WHAT TO PRODUCE –
Rewrite the data from the line containing "Q: Mark a point on every instance of the weathered" through the end, switching "weathered concrete surface" to "worn concrete surface" and keeping everything else the same.

RAW DATA –
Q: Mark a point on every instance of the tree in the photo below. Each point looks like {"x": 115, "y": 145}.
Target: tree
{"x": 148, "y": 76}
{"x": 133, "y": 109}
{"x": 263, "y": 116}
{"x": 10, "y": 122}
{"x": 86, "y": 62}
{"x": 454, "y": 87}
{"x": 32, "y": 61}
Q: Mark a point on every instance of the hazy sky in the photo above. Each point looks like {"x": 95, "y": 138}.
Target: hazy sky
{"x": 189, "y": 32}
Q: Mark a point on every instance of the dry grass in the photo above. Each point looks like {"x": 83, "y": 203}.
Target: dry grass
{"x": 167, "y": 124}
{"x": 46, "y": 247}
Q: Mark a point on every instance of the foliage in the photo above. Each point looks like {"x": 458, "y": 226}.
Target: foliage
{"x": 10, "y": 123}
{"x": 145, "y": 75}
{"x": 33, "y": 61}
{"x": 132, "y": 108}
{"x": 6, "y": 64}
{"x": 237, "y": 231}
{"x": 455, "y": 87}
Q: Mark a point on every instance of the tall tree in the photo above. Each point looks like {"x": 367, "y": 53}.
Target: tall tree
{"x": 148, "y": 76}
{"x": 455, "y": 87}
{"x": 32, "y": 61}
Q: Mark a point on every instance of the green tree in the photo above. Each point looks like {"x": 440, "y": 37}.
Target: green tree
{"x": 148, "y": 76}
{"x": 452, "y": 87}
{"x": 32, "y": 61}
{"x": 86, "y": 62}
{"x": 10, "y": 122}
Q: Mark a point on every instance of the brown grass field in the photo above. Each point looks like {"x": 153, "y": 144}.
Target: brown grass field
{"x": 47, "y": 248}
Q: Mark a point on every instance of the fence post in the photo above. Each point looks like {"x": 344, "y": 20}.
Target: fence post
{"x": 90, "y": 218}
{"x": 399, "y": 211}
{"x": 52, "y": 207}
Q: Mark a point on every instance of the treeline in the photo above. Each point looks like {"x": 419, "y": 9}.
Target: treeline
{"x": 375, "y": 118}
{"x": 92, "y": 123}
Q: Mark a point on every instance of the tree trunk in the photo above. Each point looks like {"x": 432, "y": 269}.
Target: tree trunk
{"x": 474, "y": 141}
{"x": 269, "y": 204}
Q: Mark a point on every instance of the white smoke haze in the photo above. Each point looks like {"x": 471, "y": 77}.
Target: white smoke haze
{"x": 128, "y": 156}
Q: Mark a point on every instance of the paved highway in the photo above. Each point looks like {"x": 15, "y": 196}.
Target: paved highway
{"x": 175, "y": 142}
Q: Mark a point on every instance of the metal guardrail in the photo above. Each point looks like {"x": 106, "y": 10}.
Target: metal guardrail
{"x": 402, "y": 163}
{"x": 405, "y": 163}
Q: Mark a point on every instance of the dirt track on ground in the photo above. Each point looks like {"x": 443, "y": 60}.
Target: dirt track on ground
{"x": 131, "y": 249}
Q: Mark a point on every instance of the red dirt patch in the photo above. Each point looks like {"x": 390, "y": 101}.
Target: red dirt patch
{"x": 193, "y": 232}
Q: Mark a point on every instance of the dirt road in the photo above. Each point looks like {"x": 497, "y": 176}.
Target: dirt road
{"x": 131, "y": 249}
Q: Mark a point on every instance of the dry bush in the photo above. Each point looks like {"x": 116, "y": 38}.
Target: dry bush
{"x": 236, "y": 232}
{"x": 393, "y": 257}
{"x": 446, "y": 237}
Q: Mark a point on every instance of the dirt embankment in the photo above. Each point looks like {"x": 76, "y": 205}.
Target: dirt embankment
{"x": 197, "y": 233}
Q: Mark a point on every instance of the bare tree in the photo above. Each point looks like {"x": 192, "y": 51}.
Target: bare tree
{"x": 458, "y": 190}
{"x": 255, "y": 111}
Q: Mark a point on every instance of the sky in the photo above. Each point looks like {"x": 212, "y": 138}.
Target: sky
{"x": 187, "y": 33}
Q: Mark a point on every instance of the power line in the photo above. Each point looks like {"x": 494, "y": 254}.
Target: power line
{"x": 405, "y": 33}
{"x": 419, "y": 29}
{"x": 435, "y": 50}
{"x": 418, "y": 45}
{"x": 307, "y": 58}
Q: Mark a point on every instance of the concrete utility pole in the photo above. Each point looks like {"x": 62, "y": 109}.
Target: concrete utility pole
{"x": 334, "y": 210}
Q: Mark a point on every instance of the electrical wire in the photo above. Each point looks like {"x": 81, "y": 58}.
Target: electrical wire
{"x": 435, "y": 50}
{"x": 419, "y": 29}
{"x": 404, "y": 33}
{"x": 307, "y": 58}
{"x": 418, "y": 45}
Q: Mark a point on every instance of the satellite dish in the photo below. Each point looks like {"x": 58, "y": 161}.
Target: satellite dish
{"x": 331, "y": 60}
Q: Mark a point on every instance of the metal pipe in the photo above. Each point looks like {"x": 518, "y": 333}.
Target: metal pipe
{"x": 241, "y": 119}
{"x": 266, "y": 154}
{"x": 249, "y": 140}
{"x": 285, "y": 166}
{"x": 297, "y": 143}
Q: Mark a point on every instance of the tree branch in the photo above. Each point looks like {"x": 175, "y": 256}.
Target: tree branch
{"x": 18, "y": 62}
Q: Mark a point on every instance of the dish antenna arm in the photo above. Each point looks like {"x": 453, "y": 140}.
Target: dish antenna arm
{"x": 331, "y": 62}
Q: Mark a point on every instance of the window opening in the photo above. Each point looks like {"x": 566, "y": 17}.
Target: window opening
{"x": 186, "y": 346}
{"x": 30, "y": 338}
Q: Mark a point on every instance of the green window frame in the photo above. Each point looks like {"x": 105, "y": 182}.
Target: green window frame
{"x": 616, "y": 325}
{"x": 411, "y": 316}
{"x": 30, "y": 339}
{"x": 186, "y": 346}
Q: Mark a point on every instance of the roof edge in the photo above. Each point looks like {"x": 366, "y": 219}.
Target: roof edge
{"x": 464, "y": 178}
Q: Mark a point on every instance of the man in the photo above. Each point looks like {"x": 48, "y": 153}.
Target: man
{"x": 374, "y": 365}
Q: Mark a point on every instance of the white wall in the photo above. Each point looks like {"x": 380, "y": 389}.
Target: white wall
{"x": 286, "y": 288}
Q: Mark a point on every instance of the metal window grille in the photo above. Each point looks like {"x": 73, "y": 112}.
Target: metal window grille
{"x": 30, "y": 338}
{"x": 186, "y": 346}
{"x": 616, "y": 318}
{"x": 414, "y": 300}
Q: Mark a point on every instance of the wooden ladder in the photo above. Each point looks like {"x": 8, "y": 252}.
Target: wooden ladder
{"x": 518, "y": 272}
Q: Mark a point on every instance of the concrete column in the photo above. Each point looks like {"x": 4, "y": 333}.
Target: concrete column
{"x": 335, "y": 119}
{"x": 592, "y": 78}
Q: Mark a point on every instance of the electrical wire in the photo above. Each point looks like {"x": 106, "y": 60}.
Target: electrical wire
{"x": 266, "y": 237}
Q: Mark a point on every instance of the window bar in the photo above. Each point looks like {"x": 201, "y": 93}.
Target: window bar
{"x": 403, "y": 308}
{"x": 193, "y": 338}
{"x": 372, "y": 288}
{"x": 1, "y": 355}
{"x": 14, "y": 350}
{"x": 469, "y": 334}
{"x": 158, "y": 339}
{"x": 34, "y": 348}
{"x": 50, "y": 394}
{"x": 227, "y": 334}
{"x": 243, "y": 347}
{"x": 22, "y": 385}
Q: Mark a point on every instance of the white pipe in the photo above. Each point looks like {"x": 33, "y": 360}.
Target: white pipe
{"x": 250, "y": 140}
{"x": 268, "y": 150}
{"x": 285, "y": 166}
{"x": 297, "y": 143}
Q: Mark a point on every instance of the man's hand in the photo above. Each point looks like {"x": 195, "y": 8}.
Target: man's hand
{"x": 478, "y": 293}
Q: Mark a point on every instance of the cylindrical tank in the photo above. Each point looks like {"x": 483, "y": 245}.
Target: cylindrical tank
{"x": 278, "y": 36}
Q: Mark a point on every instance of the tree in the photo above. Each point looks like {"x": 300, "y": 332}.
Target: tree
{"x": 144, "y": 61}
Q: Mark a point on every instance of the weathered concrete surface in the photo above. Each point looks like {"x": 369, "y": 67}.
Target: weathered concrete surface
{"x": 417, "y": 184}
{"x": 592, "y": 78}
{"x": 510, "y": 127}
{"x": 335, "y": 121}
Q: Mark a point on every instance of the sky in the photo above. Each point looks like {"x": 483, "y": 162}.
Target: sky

FINISHED EXERCISE –
Q: Mark a point on every instance of the worn concrete surface in the photo above. Each point looks like {"x": 369, "y": 67}.
Target: worn concrete surface
{"x": 417, "y": 184}
{"x": 592, "y": 78}
{"x": 510, "y": 127}
{"x": 335, "y": 121}
Q: Mark a point on every instance of the sky in the photo above. Each point looks like {"x": 483, "y": 162}.
Target: sky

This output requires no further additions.